I think using NO2 as the example is problematic for several reasons. Like nitric oxide or triplet O2, nitrogen dioxide has a 2c3e bond due to its unpaired electron. However, Lewis structures are unable to correctly show the extra half bond, and averaging the structures gives an incorrectly low estimate of the bond order. Also, there are at least two other important Lewis structures that one can draw. Though charge separation is less favorable, they cannot be neglected when determining the bond order or structure. The bond angle is 134 degrees, which reflects the formation of the extra half-pi-bond, and the hybridization is somewhere between sp2 and sp, while the bond lengths are also shorter than expected. There is no simple way of estimating the bond order in this case (which is somewhere between 1.5 and 2). For these reasons, NO2 is really a pathological example that shows the limits of the Lewis representation. On the other hand, NO2-, nitrite is much more straightforward, and I tentatively chose this example to illustrate the concept. Unfortunately, it's hard to find a neutral example of resonance that is simple enough to give. Alsosaid1987 (talk) 03:17, 12 May 2018 (UTC)[reply]

@Dirac66:@DMacks:@Alsosaid1987: It has come to my attention that this article seems to be struggling a lot to explain that resonance structures do not exist but the resonance hybrid does (the very long introduction and repeated assertions in the article is testament to this). It has also occurred to me that nowhere in this article, except the valence bond (ie quantum mechanics) part explains what resonance truly is. Could I suggest an overhaul of this article in that we introduce in the outset that resonance is basically the equivalent of linear combination of atomic orbitals in Valence Bond theory, where the actual molecular wavefunction is a weighted sum of individual resonance structures just like molecular orbitals are a weighted sum of individual atomic orbitals (the analogy goes quite far in fact. We can even take antisymmetric, ie. antibonding, combinations of resonance structures to attain excited states etc).

——————

Stated goal 1: Pick out every line of the records that contains the string "camouflage", matching case exactly, and copy each one.
The text and the records were taken from unrelated sources.

——————

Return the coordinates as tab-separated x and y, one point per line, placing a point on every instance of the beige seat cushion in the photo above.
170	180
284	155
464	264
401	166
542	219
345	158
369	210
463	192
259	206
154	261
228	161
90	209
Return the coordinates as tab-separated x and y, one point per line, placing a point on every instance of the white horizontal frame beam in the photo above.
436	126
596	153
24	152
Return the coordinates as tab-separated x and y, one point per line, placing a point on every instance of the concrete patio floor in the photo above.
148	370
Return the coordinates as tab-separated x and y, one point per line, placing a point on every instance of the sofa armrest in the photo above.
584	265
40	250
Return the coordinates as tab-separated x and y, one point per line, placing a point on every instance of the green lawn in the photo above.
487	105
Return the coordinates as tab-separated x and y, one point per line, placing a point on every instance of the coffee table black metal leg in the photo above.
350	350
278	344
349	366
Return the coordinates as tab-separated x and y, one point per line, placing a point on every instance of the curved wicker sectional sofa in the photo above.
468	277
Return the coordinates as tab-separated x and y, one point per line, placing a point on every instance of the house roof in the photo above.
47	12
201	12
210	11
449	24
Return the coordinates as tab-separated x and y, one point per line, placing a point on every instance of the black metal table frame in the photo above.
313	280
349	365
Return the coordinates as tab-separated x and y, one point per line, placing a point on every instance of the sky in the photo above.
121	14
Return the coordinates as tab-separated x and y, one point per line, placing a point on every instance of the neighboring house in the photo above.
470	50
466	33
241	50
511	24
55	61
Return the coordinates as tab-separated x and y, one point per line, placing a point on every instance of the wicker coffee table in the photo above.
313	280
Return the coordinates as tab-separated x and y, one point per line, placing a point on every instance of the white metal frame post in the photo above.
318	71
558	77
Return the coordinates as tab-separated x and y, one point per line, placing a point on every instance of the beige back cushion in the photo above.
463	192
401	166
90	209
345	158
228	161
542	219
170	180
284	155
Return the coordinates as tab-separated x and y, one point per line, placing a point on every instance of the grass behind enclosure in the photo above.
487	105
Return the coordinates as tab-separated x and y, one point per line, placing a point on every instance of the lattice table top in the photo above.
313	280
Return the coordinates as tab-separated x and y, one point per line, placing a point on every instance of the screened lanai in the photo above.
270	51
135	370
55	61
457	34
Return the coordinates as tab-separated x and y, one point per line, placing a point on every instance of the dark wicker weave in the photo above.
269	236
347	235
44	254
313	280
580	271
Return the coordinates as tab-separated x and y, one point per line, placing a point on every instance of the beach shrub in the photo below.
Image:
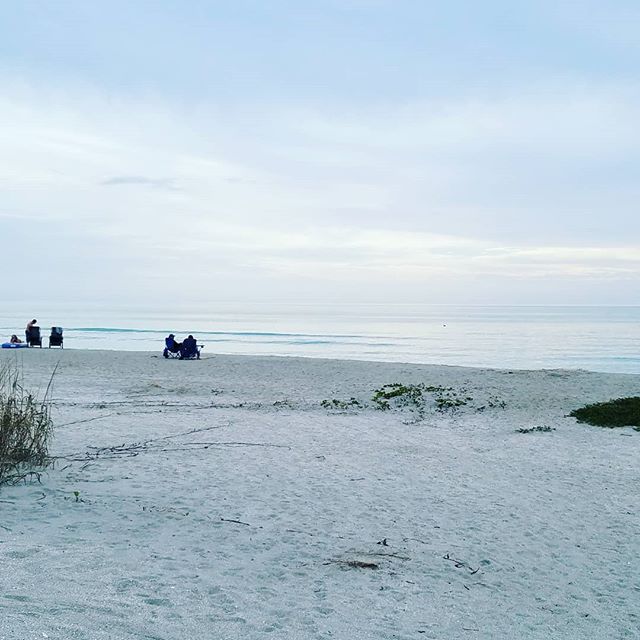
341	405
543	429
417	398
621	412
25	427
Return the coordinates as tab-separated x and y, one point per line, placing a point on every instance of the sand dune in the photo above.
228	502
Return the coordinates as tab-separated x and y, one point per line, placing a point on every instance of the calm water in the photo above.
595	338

——————

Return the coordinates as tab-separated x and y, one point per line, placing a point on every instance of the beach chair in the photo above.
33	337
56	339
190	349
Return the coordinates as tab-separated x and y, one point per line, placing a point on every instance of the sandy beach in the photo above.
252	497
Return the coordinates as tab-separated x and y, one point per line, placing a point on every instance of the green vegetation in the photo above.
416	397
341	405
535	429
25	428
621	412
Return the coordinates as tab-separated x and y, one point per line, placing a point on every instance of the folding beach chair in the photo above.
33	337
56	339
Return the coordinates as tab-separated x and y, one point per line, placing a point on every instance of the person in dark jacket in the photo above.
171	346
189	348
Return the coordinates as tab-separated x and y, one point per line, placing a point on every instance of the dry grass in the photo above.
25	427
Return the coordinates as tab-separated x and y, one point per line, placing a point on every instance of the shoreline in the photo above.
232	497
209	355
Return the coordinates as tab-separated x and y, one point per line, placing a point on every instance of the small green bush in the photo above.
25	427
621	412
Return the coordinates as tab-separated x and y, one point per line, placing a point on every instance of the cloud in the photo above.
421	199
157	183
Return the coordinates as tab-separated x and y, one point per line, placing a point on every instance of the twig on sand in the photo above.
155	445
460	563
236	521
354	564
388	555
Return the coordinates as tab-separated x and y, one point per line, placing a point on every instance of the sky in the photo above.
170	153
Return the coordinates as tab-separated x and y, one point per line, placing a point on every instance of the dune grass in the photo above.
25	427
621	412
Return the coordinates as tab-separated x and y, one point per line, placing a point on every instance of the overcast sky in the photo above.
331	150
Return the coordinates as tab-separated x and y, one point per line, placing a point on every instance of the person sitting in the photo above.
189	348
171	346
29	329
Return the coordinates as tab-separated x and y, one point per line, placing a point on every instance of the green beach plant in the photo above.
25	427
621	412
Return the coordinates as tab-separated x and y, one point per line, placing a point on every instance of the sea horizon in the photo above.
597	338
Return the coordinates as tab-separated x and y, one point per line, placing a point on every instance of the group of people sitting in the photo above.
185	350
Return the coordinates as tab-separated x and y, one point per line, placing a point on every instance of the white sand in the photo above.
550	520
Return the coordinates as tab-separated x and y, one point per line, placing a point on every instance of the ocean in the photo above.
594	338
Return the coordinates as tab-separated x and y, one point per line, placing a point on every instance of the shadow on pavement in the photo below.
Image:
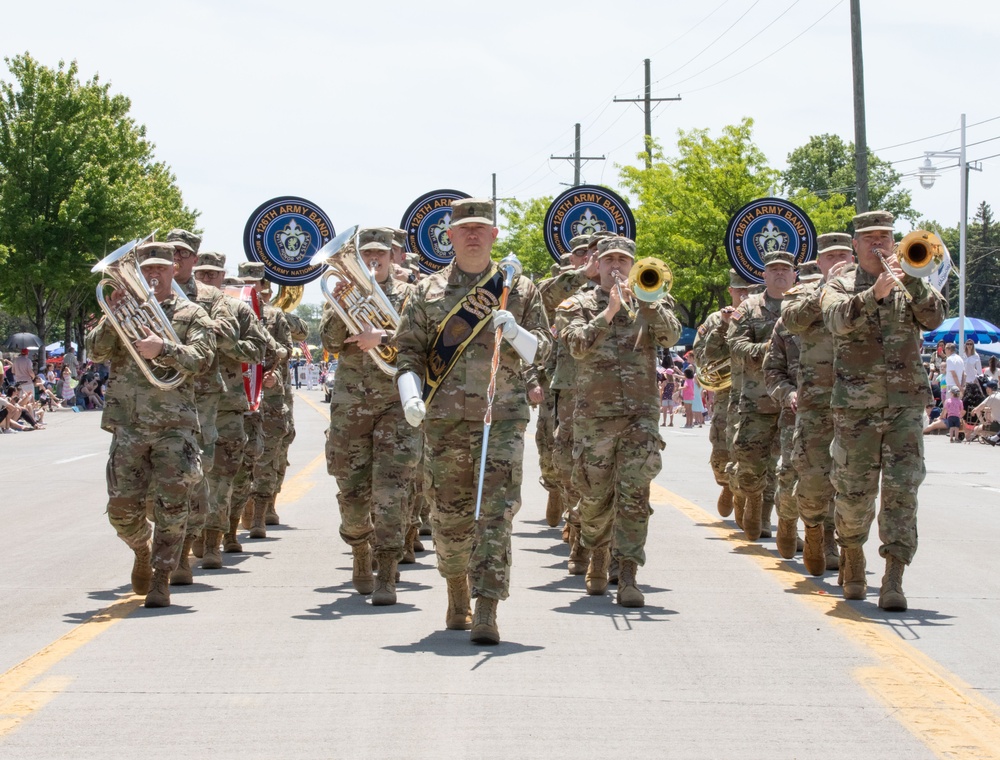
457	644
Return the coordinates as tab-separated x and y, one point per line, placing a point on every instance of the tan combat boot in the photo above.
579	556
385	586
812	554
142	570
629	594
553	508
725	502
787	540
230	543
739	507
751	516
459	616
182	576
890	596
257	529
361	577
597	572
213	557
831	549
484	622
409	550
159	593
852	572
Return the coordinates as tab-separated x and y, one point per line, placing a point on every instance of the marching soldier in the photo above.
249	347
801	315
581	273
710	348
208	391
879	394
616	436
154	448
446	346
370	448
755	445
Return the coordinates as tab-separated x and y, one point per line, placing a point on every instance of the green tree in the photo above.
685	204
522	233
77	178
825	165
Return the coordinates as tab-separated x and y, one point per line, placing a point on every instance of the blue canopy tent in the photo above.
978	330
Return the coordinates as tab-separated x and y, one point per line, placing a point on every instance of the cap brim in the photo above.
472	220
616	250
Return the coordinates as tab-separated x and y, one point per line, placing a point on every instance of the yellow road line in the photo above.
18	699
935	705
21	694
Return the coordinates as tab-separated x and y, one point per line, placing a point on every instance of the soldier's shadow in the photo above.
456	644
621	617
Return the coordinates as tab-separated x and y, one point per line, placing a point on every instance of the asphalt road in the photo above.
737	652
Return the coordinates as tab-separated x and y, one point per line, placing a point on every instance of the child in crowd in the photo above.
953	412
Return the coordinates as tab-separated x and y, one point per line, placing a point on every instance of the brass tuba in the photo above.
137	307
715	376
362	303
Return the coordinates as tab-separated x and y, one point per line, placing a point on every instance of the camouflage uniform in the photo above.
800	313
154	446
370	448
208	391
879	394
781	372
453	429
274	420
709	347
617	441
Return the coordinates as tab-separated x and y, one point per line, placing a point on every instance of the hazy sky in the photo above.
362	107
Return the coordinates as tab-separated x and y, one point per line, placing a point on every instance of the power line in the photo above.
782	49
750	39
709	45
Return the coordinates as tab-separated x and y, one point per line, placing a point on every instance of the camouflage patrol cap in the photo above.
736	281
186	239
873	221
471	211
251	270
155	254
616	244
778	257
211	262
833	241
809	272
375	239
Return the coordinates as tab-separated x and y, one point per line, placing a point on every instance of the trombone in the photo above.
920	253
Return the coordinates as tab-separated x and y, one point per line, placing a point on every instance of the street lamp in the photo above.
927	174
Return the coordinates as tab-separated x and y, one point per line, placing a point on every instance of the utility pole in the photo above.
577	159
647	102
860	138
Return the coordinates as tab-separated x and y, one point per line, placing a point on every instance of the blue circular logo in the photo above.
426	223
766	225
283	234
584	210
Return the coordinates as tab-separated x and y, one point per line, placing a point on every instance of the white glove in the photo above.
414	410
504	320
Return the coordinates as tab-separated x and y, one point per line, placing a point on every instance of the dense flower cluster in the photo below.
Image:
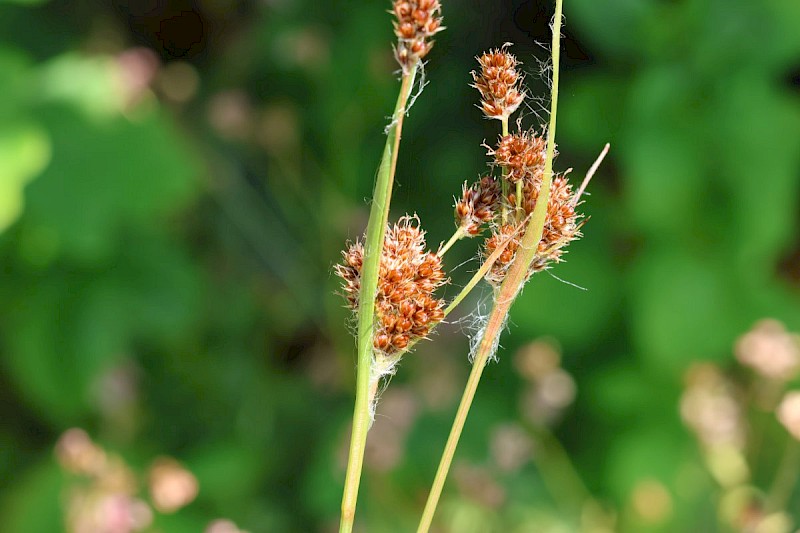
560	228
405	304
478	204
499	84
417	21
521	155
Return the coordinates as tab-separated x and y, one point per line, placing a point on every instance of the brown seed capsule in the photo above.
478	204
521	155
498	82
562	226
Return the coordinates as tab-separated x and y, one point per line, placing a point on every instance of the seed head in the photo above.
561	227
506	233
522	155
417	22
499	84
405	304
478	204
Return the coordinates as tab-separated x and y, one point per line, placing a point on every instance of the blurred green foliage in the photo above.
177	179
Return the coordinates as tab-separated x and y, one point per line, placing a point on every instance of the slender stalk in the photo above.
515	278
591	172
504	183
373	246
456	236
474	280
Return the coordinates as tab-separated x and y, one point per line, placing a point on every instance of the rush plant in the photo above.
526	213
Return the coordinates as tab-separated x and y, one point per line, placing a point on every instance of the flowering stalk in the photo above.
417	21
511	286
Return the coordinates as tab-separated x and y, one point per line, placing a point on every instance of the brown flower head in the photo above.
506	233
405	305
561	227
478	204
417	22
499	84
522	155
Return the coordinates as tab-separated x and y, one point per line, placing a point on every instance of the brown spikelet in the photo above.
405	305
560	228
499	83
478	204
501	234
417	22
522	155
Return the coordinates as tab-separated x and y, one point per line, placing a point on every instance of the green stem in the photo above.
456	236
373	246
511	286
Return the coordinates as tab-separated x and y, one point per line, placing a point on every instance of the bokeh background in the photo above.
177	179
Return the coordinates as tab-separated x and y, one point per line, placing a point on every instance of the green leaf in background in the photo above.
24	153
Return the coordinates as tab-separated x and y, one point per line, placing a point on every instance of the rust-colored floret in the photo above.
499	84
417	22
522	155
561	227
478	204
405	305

——————

Stated goal 2: In the discussion of resonance, what bond angle is given for NO2?

Exercise solution 1:
Return the coordinates as tab-separated x and y, one point per line, placing a point on every instance of the camouflage uniform in the photo above.
Return the coordinates as tab-separated x and y, one point per line, placing a point on every instance of the camouflage patrol cap in the photo above.

Exercise solution 2: 134 degrees.